El pasaje de hoy nos habla del juicio final, el juicio del gran trono blanco, en el que todos compareceremos ante el Señor. Aquí vemos que no hay lugar para la neutralidad, que toda la humanidad se puede dividir en dos grupos: aquellos que están inscritos en el libro de la vida, y los que no. No hay otro grupo, no es posible estar fuera de esta realidad. Tu nombre y el mío, o están inscritos o no lo están.

Como dice el comentarista Simon Kistemaker, el Señor aquí nos está mostrando “… el fin de la historia del mundo. El plan de Dios ha sido cumplido y todo lo que había que resolver se ha concluido. Ahora Dios llama a todos ante su tribunal y, al abrir los libros, cada uno es juzgado según la justicia divina. La división entre los santos y los incrédulos es irrevocable y definitiva. Aquellos cuyos nombres constan en el libro de la vida están por siempre con el Señor, y los que lo han despreciado quedan por siempre excluidos”.

     I.        El juicio

Imagina que hoy al salir de tu casa, te encontraste con un sobre en tu puerta. Al abrirlo, te das cuenta que es una citación judicial. Estás siendo demandado en un juicio porque te están acusando de cometer un delito. ¿Cómo reaccionarías? Trata de imaginar lo que sentirías en ese minuto en que te das cuenta que tendrás que comparecer ante un juez, y que hay alguien que dice que tiene pruebas en tu contra que pueden condenarte.

Saber que somos demandados en un juicio es una situación que inmediatamente nos angustia. Aunque el juez es un ser humano como nosotros, se trata de alguien que puede decidir sobre nuestra libertad, sobre nuestros bienes, sobre nuestra vida.

-=-=-

¿Podrías continuar el fragmento sobre el juicio final a partir de su última oración? Los datos no guardan relación alguna con el fragmento.

● DATOS REGISTRADOS:
-=-=-

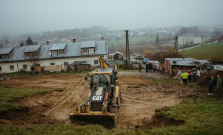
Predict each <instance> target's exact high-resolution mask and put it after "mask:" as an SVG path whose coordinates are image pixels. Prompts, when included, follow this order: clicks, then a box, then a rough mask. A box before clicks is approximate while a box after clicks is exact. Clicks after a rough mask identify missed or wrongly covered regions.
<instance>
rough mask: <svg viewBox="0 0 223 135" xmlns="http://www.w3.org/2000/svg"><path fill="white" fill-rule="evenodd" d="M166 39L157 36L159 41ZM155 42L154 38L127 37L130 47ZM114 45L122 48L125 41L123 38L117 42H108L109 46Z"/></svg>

-=-=-

● RESPUESTA SOLICITADA:
Aun así, puedes librarte del juicio, por ejemplo escapando, escondiéndote. O también podrías dilatar el juicio, forzando a que se posponga indefinidamente. También podrías ir a juicio con un buen grupo de abogados, y ganar aunque no tengas la razón. Podrías engañar al juez, podrías engañar a la policía, podrías aferrarte a un resquicio legal que te permita ganar. Incluso podrías ir más allá y coimear al juez para poder ganar.

Puedes pensar en todo esto y decir: “ok, está bien, puedo ponerme en esa situación y sé que sería muy estresante para mí. Lo bueno es que es sólo un caso imaginario, ya que no tengo ninguna demanda en mi contra, no estoy citado a ningún juicio de verdad”.

Sin embargo, hoy estoy aquí para decirte que tú sí estás citado a un juicio. Y no es un juicio ante un tribunal humano, que incluso si te condena con todo el peso de la ley, a lo más podrá sancionarte con cadena perpetua, que dura mientras estés vivo. Incluso, pensemos en un caso más extremo, a lo más podrá sancionarte con pena de muerte, pero no tiene incidencia sobre lo que ocurre después de la muerte. No, no estás citado a un tribunal humano, sino al Tribunal Universal, el Tribunal de Cristo. Y su sentencia no sólo afecta tus bienes, no sólo afecta tu libertad por un tiempo determinado, no sólo afecta tu vida en este mundo. Su sentencia afecta todo tu ser, y por toda la eternidad.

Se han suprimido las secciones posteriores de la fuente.